## Exercise aim
Without the pictures, can you quote each line below exactly?

Image location labeling entries
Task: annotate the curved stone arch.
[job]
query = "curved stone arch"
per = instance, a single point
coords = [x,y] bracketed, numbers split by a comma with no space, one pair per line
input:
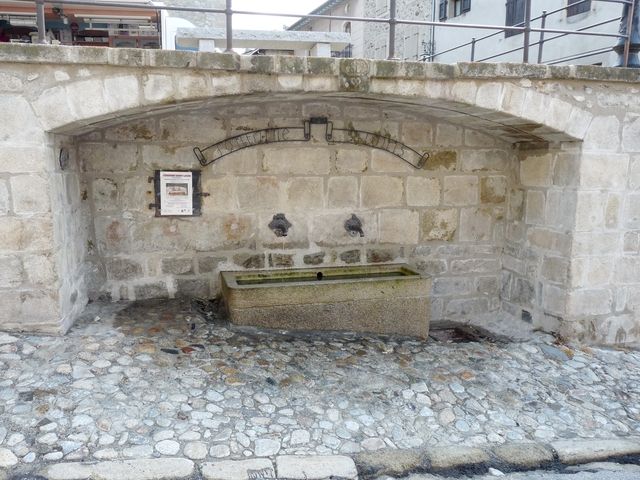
[75,103]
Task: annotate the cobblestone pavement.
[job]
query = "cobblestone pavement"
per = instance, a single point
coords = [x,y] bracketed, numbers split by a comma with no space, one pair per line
[154,379]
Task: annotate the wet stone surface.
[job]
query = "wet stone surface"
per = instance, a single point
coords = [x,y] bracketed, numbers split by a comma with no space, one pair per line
[155,379]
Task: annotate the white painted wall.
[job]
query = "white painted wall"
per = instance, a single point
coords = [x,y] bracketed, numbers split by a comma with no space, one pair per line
[493,12]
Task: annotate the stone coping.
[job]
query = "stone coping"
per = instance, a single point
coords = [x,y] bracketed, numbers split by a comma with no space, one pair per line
[291,65]
[451,460]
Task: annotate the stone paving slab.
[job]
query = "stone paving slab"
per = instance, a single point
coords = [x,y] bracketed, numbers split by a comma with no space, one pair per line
[154,380]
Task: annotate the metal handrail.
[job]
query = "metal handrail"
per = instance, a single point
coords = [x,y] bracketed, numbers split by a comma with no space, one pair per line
[542,30]
[391,20]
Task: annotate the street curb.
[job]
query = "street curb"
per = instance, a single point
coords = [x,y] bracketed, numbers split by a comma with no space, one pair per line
[450,460]
[512,457]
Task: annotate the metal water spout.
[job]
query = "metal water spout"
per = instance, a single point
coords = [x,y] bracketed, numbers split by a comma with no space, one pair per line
[627,50]
[280,225]
[353,226]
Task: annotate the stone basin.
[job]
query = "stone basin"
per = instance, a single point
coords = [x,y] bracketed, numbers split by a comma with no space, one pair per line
[384,299]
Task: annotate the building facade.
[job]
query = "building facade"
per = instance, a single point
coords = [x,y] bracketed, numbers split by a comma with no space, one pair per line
[418,42]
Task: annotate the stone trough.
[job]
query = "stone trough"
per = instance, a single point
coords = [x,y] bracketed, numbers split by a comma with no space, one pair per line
[384,299]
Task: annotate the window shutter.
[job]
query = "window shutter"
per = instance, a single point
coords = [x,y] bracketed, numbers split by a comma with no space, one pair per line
[443,10]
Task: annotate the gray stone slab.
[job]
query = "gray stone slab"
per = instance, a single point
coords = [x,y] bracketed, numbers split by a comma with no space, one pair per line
[317,467]
[529,455]
[238,469]
[143,469]
[583,451]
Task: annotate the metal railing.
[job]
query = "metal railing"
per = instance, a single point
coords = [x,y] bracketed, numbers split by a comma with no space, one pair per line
[525,26]
[392,21]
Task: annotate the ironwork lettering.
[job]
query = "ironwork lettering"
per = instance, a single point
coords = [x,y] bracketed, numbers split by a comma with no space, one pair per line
[214,152]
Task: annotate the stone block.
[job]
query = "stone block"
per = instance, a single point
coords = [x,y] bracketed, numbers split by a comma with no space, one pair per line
[560,208]
[460,190]
[466,307]
[452,286]
[11,271]
[261,192]
[209,264]
[448,135]
[493,189]
[352,160]
[381,191]
[590,208]
[417,133]
[536,170]
[604,171]
[399,226]
[475,224]
[30,194]
[244,161]
[423,192]
[475,265]
[177,266]
[115,158]
[40,269]
[26,234]
[156,289]
[139,130]
[298,161]
[239,469]
[384,162]
[222,194]
[566,171]
[342,192]
[634,173]
[603,134]
[631,133]
[555,269]
[4,198]
[137,194]
[484,160]
[442,160]
[314,258]
[123,269]
[105,194]
[439,224]
[193,287]
[306,193]
[165,157]
[535,207]
[627,269]
[590,302]
[194,128]
[632,211]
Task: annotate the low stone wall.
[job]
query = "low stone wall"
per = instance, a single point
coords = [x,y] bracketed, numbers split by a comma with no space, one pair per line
[447,218]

## Written answer
Task: annotate the curved stone arch.
[job]
query = "curved stone arch"
per = instance, a single point
coords = [x,y] bracketed, numbers split by a comma with no space, one pair per line
input:
[75,103]
Task: annotate the cobblestone pavement.
[job]
query = "cobblestone pavement"
per = instance, a single point
coords = [x,y] bracketed, numbers split by a comma with no space, one pair per line
[154,379]
Task: annotate the wet stone surface.
[job]
query = "wet stone surface"
per = instance, a single point
coords = [x,y] bracketed, numbers split by a comma with no space, one pair per line
[155,379]
Task: annotate the white painted wall.
[job]
query = "white painted wall"
per = instance, a single point
coords = [x,y] bracketed, numbers split by a comma with no space, one pair per line
[493,12]
Task: annotate the stone coping.
[job]
query = "stone coping"
per = instance, a single point
coords = [x,y] bracketed, numbers split by a comma with no space, one pair per line
[291,65]
[451,460]
Task: annotate the stone paving slab.
[job]
query = "stone paving slab"
per = instance, a single point
coords = [x,y] bracketed, numbers split by a comma with no space, one pair per line
[154,380]
Task: annotate the metal handrail.
[job]
query = "metal handrail"
per = instance, a single point
coords = [x,y] bracketed, numbers split by a comma with no space, one pair per line
[542,30]
[391,20]
Task: annotate the street curb.
[job]
query = "street curb"
per = instance, a single point
coords = [x,y] bracketed, numbers split by a comma with no space, one pair per line
[450,460]
[512,457]
Task: annotate the metal water spout.
[job]
query = "metal water spout"
per = instance, a single point
coords = [x,y] bracketed, numbers split by a comma with no space, one pair per line
[627,50]
[280,225]
[353,226]
Task: annotate the stone basin.
[job]
query = "stone basin"
per = instance, a single point
coords = [x,y] bracketed, numbers split by a comma with no space, one pair per line
[384,299]
Task: annotate the building facade.
[job]
query = "building facade"
per = instance, a single point
coords = [x,y] bracketed, numbers split by a comma with no space, one pair per line
[418,42]
Task: annotate the stone trough.
[job]
query = "stone trough"
per = instance, a single point
coords = [x,y] bracketed, numbers split by a comma with no space, one pair per line
[384,299]
Task: annotate the window shutter.
[job]
query = "window shutter"
per = instance, a single point
coords = [x,y] bracketed, numbers split by a comma with no space, one pair per line
[443,10]
Task: annotate the gray stone slab.
[job]
query = "gray stone slab"
per = instance, a single point
coords = [x,y] bracketed, numbers split by a comma with no space, one pair per line
[317,467]
[529,455]
[238,469]
[143,469]
[583,451]
Task: annotate the metal railing.
[job]
query = "metal railing"
per = instance, a single point
coords = [x,y] bracketed, numbers split by a comma with no space, one pair per line
[525,26]
[392,21]
Task: annotate the ironwork lettering.
[job]
query = "ironwork lettering"
per = instance, a single point
coords = [x,y] bracketed, numbers split by a comma with no space, one pair per line
[214,152]
Task: annotate the stone block.
[job]
query = "stone block"
per = instance, a single point
coords = [x,y] bracketed, numbers split by a comma with no space, one pair per line
[560,208]
[460,190]
[466,307]
[452,286]
[11,271]
[261,192]
[209,264]
[448,135]
[493,189]
[352,160]
[381,191]
[590,208]
[417,133]
[536,170]
[604,171]
[399,226]
[475,224]
[30,194]
[244,161]
[423,192]
[475,265]
[177,266]
[115,158]
[40,269]
[26,234]
[156,289]
[139,130]
[298,161]
[239,469]
[384,162]
[222,194]
[566,171]
[342,192]
[634,173]
[603,134]
[631,133]
[555,269]
[4,198]
[137,194]
[484,160]
[442,160]
[314,258]
[123,269]
[105,194]
[439,224]
[193,287]
[306,193]
[165,157]
[535,207]
[627,269]
[590,302]
[194,128]
[632,211]
Task: annotate the low stone wall.
[job]
query = "low stone wall"
per = instance, a single point
coords = [x,y] bracketed, numbers split by a comma with no space, one pair per line
[447,218]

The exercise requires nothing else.